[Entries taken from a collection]
# # #
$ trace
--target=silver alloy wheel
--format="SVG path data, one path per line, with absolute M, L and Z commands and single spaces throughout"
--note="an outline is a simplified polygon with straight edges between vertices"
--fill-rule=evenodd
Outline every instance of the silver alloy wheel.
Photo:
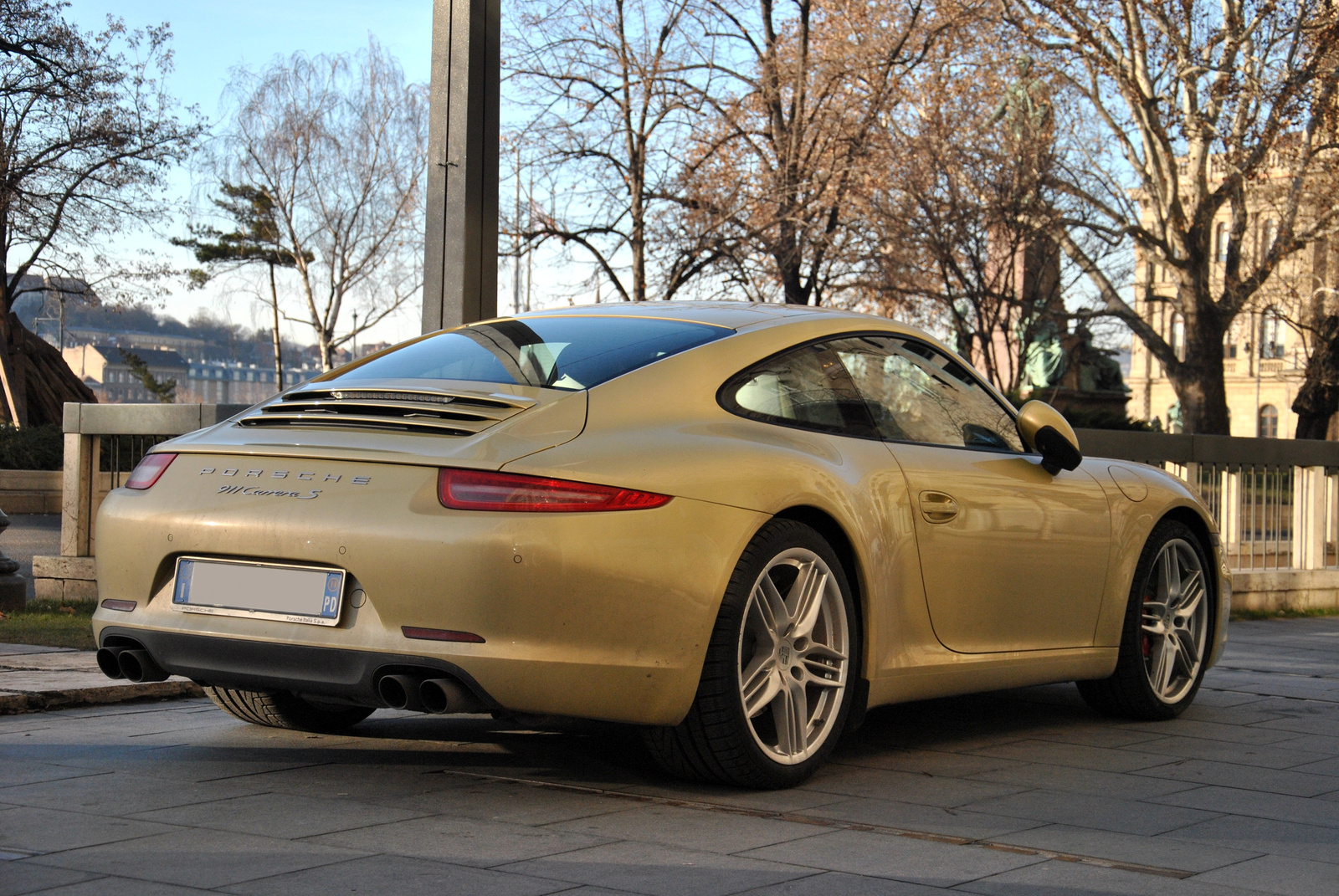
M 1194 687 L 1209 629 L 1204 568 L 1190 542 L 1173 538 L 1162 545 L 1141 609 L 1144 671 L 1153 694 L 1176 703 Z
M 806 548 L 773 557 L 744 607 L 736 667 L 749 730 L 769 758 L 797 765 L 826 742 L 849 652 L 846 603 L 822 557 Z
# # #
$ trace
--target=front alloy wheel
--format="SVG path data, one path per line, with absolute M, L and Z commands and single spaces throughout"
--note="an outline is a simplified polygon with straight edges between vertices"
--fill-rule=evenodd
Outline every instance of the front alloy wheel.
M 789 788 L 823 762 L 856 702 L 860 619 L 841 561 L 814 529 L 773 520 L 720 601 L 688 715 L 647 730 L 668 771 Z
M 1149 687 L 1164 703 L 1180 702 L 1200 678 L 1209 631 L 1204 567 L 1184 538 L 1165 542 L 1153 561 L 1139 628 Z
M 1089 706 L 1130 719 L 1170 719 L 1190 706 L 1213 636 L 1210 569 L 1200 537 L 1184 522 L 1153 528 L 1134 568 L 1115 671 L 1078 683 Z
# # #
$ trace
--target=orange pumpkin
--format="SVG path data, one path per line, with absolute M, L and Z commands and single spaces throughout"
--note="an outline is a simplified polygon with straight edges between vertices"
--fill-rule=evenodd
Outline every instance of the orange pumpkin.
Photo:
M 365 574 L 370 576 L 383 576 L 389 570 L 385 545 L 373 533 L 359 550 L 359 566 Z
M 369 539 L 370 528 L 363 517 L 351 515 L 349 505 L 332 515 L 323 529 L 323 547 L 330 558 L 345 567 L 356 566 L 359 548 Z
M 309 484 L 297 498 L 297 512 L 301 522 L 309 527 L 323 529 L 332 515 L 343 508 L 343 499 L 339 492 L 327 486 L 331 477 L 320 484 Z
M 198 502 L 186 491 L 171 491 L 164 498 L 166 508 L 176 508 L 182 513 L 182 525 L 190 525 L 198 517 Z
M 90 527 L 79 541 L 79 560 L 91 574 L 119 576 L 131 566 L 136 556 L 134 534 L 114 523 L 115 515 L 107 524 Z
# # #
▶ **Challenge**
Pick out each line of the rows above that contains the string "every", treating case as significant.

▶ **Output**
Outline every instance of the silver alloy wheel.
Outline every instance of the front alloy wheel.
Outline every instance of the orange pumpkin.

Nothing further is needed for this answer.